#### [Provided data]
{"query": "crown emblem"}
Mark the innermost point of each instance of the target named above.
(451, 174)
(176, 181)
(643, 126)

#### [What the exercise asks]
Write out every line of the items above again, word for word, with no changes.

#### [Response to this exercise]
{"query": "crown emblem"}
Mark the innermost point of each instance of the target named above.
(451, 174)
(176, 181)
(643, 126)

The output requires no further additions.